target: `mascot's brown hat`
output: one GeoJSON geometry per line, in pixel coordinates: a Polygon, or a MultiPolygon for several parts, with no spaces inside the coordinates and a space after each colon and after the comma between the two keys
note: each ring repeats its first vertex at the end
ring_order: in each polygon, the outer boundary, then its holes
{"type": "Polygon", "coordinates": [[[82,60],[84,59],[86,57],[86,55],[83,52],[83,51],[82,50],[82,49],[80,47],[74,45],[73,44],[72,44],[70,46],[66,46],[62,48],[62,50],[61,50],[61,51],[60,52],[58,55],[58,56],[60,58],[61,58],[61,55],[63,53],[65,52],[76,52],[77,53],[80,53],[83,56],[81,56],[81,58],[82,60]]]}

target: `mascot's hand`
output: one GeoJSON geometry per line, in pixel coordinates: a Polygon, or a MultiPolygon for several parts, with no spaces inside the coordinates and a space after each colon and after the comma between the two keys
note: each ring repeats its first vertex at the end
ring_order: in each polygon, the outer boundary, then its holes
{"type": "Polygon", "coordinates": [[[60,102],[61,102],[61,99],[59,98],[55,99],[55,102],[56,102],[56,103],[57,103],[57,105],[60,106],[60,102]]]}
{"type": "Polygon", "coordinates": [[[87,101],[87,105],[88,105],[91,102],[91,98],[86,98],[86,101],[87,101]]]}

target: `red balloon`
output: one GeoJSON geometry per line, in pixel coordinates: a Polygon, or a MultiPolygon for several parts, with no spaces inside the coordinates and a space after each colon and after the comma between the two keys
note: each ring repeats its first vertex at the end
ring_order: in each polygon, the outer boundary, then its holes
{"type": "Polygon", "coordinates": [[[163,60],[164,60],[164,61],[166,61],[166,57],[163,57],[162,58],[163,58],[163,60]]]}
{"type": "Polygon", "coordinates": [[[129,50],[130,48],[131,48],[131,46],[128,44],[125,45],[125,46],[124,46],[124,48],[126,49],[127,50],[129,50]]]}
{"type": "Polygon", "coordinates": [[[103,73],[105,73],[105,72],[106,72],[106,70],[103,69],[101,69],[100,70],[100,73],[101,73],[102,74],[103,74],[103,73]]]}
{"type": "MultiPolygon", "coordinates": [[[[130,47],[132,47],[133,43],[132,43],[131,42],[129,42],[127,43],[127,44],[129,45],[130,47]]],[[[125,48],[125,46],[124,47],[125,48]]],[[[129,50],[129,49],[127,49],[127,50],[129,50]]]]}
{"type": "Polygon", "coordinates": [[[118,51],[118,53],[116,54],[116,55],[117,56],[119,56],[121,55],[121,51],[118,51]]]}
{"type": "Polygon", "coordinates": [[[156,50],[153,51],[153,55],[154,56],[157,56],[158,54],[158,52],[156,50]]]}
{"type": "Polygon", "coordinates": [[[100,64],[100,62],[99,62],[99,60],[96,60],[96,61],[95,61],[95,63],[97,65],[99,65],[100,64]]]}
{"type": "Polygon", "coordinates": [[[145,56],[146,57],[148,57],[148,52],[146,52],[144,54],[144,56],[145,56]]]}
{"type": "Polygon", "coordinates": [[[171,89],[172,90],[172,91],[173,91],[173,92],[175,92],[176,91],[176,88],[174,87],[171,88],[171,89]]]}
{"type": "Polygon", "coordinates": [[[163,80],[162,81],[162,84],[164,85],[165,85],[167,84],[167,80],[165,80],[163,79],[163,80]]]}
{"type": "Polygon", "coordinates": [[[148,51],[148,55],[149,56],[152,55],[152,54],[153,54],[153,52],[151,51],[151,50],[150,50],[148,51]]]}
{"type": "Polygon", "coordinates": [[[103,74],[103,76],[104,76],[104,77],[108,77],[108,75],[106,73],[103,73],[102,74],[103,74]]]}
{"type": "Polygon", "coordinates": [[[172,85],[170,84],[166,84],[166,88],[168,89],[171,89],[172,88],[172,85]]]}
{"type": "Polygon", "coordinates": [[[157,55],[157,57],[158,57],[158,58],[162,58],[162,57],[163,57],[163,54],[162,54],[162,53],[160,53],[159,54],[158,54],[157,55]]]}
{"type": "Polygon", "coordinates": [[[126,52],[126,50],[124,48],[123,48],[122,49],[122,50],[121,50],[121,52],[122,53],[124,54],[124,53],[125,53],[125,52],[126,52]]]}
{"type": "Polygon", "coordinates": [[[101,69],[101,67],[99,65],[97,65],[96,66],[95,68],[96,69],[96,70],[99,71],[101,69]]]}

● Goal
Pull out each line of the records above that contains the string "target", keeping the lines in their original order.

● Solution to this task
target: `mascot's brown hat`
target: `mascot's hand`
target: `red balloon`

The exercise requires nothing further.